#### [Supplied material]
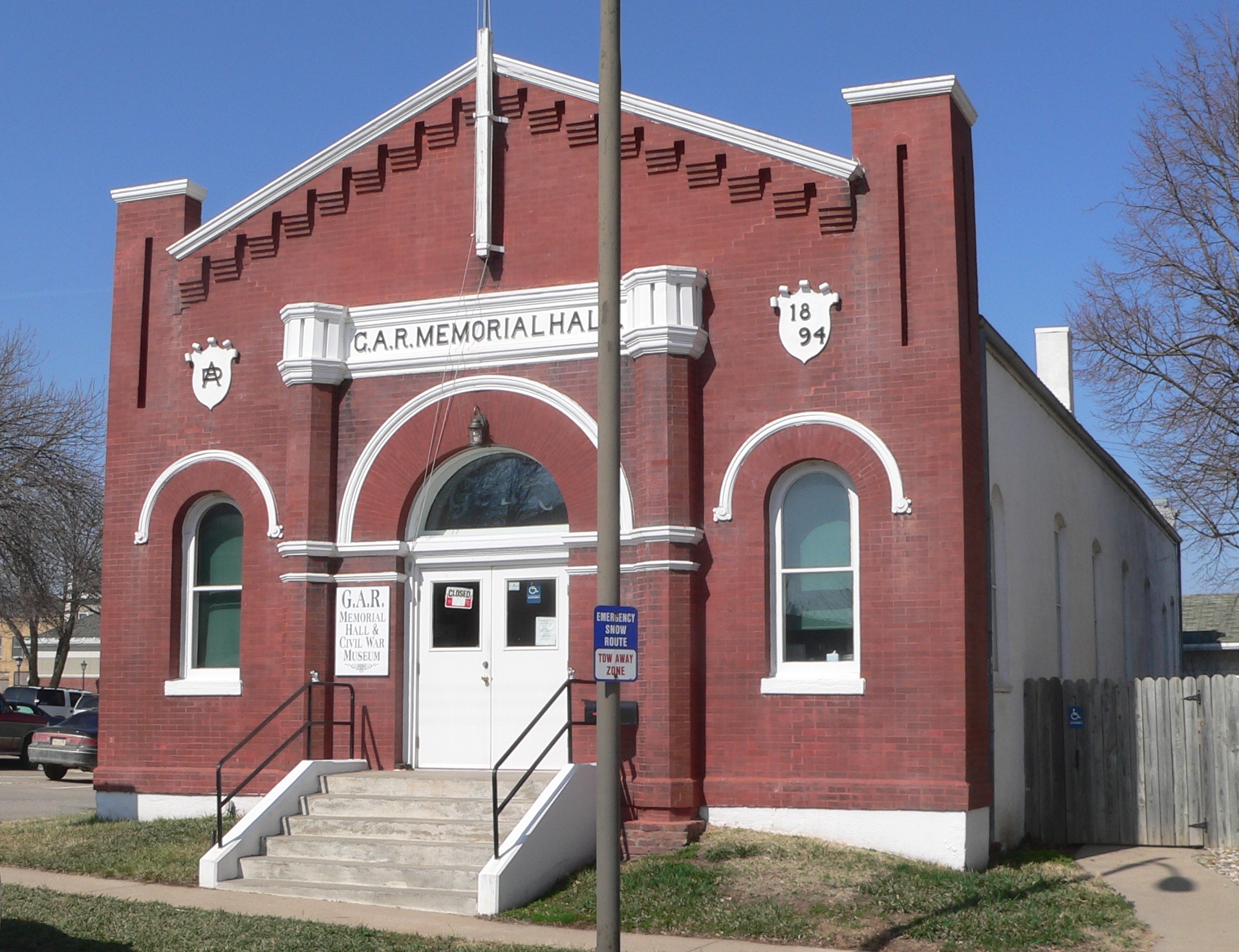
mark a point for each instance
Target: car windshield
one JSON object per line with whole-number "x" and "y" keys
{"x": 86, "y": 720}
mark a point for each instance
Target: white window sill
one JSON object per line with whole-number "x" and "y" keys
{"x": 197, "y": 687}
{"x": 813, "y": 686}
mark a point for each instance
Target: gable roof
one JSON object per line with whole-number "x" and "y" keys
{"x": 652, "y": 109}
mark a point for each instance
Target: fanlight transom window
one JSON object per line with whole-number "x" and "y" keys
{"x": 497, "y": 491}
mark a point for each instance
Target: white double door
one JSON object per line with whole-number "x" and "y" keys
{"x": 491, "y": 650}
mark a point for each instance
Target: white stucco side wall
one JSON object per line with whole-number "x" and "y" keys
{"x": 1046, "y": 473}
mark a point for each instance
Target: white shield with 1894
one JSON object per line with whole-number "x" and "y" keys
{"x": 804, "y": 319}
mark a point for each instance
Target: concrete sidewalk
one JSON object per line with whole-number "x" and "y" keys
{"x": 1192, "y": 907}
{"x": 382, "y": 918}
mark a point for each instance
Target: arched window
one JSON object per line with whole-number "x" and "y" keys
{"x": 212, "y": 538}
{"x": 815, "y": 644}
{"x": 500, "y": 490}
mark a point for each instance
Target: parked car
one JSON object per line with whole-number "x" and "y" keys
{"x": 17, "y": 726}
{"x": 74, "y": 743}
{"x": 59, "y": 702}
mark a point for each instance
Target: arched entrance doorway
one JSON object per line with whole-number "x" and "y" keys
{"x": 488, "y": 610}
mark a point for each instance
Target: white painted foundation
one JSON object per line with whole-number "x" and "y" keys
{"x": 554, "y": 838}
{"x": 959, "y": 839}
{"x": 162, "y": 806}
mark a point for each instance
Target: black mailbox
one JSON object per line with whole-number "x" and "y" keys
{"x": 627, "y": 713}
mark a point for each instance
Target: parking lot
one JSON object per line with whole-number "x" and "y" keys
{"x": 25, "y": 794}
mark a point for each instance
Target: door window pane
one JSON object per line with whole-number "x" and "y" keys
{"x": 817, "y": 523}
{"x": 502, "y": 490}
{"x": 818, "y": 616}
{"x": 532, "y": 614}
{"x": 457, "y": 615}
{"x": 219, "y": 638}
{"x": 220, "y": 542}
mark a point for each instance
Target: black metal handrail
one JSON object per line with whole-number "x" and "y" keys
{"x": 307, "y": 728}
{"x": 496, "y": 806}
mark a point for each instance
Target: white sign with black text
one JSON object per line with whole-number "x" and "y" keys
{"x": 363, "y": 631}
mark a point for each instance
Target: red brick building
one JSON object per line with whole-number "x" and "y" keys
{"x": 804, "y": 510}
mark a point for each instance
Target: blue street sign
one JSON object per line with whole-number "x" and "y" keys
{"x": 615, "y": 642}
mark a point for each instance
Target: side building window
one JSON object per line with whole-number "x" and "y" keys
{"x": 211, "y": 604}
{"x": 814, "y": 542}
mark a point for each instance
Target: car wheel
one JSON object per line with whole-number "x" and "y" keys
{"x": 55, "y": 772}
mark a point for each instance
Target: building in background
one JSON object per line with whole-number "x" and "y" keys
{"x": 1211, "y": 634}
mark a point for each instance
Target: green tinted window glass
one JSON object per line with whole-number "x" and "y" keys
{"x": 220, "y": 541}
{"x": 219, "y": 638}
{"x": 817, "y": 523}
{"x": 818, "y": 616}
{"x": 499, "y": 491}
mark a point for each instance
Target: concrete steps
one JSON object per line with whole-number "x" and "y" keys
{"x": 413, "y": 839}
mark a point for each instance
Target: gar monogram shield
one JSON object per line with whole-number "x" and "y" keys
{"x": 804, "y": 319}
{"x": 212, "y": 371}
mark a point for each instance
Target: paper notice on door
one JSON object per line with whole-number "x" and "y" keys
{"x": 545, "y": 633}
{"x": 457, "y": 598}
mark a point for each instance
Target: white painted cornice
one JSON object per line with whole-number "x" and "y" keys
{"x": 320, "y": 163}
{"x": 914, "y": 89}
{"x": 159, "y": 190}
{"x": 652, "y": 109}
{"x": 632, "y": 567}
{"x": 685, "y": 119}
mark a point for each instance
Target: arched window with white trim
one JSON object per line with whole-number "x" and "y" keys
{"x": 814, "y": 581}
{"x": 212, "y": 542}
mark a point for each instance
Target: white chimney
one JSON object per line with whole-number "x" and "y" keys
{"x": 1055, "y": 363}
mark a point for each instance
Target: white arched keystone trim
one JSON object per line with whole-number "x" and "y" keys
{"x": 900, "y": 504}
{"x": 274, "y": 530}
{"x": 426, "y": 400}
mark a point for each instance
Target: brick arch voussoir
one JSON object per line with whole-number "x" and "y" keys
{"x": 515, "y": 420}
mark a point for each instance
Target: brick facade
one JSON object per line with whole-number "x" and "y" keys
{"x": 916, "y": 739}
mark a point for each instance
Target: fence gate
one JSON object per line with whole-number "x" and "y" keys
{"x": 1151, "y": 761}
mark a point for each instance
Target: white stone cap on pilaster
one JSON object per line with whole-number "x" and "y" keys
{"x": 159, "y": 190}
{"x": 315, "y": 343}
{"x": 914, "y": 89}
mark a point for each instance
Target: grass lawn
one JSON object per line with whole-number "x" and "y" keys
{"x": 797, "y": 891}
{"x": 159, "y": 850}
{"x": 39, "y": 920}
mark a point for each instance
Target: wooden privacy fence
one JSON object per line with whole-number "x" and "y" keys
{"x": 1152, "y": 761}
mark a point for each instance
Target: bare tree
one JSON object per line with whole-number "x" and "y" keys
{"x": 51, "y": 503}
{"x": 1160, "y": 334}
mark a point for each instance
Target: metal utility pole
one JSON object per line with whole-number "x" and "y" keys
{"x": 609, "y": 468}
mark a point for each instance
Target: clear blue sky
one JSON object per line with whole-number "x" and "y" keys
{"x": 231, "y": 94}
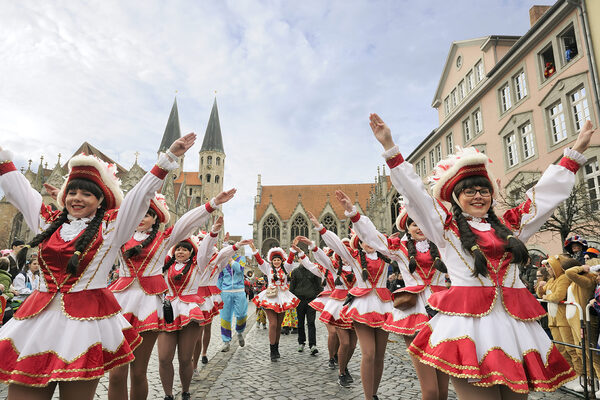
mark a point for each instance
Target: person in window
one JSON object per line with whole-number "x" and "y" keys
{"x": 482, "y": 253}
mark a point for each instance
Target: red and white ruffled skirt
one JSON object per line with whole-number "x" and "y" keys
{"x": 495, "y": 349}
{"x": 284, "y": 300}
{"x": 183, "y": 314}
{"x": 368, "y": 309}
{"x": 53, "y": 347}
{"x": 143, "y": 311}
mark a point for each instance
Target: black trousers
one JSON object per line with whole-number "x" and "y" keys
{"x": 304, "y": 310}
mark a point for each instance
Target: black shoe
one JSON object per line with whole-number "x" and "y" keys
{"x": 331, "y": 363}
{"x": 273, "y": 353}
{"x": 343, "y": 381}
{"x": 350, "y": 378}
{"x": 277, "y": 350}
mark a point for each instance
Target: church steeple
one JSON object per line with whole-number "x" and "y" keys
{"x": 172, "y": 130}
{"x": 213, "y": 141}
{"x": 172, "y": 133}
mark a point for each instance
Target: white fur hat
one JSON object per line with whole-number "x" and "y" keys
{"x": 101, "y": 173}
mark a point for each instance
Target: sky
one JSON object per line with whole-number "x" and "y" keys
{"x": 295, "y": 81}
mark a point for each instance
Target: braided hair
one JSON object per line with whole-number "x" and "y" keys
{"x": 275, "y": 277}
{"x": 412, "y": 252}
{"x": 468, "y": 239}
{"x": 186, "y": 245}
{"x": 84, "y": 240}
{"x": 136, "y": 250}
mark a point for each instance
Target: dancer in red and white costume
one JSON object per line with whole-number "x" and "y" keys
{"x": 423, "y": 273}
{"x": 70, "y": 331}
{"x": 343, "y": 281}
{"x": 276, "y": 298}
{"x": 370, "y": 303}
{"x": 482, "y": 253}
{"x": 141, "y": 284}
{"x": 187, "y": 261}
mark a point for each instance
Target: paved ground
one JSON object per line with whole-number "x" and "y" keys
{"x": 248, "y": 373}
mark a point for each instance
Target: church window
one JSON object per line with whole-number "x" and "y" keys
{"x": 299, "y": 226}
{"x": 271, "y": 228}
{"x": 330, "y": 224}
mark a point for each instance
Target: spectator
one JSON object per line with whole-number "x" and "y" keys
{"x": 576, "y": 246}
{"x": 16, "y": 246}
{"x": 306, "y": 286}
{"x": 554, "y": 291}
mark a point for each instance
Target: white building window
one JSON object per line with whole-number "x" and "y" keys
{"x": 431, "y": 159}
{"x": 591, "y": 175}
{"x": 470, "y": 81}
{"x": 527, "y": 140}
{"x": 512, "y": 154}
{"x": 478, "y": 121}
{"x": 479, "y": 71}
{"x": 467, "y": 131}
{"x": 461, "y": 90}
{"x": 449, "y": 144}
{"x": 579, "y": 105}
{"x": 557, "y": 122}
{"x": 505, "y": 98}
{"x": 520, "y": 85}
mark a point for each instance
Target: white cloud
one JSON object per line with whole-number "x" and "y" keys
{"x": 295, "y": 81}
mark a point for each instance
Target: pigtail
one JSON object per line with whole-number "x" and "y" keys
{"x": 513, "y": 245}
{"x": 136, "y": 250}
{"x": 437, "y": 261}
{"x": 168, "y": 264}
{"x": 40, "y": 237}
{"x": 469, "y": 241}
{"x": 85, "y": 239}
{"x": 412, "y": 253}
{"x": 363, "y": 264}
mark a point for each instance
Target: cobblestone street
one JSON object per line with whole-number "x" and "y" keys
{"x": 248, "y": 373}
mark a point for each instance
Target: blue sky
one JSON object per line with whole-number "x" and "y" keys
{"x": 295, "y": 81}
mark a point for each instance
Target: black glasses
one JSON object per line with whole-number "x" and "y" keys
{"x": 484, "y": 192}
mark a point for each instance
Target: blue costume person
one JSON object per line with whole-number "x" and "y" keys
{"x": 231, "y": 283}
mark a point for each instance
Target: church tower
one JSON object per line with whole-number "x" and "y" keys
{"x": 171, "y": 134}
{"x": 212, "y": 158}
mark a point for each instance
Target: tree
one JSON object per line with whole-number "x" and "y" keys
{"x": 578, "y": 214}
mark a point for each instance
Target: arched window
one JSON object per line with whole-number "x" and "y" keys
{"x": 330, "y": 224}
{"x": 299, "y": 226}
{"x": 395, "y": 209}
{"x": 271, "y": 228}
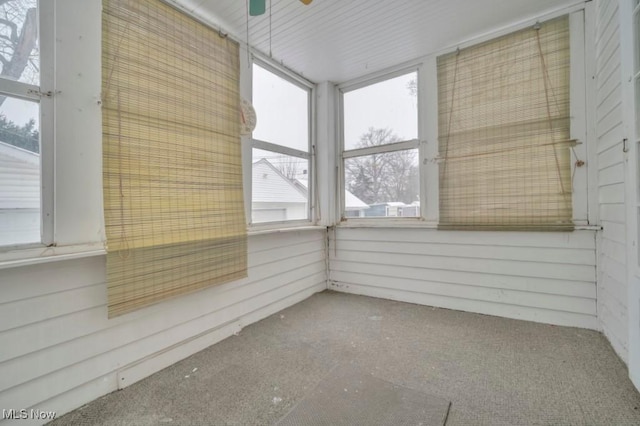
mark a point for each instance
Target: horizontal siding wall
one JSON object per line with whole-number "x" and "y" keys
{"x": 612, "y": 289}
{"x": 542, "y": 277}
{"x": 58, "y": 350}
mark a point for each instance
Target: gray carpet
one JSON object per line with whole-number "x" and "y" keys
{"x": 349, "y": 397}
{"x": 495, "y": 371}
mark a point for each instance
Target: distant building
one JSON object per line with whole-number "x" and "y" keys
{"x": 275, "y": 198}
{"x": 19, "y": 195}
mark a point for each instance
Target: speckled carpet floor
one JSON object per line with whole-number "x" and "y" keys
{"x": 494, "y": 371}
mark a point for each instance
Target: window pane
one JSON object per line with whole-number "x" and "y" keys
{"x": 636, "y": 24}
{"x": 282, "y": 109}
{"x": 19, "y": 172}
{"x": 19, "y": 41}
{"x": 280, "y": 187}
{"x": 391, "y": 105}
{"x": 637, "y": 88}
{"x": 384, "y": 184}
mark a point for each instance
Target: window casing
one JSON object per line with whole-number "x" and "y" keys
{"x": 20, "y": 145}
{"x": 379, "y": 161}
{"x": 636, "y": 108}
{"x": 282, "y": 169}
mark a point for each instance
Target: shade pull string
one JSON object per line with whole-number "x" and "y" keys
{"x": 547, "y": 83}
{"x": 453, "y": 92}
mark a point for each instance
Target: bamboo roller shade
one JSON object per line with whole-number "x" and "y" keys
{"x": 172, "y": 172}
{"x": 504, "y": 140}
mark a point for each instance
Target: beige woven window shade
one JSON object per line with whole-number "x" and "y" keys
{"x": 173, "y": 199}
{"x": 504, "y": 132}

#### [Goal of the exercise]
Copy out every line of the data above that contains the word "church".

#### [Solution]
Target: church steeple
Target: church window
Target: church tower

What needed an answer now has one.